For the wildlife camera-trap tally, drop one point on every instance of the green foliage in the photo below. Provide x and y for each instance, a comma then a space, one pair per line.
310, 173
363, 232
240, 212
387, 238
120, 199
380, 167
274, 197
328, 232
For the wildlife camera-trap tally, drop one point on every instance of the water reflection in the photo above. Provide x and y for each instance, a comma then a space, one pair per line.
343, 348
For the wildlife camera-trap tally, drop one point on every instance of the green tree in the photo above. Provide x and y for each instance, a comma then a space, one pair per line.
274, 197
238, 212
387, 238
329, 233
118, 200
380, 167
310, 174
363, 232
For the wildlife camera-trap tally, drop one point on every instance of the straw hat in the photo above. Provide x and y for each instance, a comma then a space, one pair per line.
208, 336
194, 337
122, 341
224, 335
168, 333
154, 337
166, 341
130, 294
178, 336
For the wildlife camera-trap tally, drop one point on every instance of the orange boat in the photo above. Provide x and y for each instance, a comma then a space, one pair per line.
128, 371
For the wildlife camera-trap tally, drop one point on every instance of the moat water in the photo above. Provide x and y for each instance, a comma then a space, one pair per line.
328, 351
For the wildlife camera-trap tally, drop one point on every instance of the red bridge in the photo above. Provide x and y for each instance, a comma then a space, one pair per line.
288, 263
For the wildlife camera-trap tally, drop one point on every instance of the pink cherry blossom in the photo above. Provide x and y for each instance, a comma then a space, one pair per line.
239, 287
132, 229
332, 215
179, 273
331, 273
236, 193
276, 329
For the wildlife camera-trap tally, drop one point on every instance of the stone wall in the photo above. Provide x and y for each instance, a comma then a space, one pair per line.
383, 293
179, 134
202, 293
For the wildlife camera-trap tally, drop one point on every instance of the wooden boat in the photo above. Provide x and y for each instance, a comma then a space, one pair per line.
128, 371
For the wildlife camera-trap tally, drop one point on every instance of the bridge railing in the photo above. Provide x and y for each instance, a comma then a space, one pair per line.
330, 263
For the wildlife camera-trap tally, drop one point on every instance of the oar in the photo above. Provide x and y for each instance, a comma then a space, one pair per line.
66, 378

| What is needed |
Give back, exactly as written, the lines from the one with "of the stone" to the last line.

| Correct result |
For the wildlife camera-trap tally, drop one point on every instance of the stone wall in the photo above. Provide x and y for each instance, a comma then a space, one pair per line.
383, 293
179, 134
202, 293
For the wildlife camera-trap tally, drop one point on every instance of the wooden boat in the photo above. Provide x and y for each instance, a comma then a space, one pair per line.
128, 371
For the wildlife camera-trap tally, drop one point on every instance of the bridge railing in the photo above. Provide x and y for each instance, a comma then a space, one pair per line.
330, 263
For the wildlife camera-trap tally, drop one point on every instance of the oar in the photo above. Provide x and y for each instance, a comma then a space, one pair per line.
66, 378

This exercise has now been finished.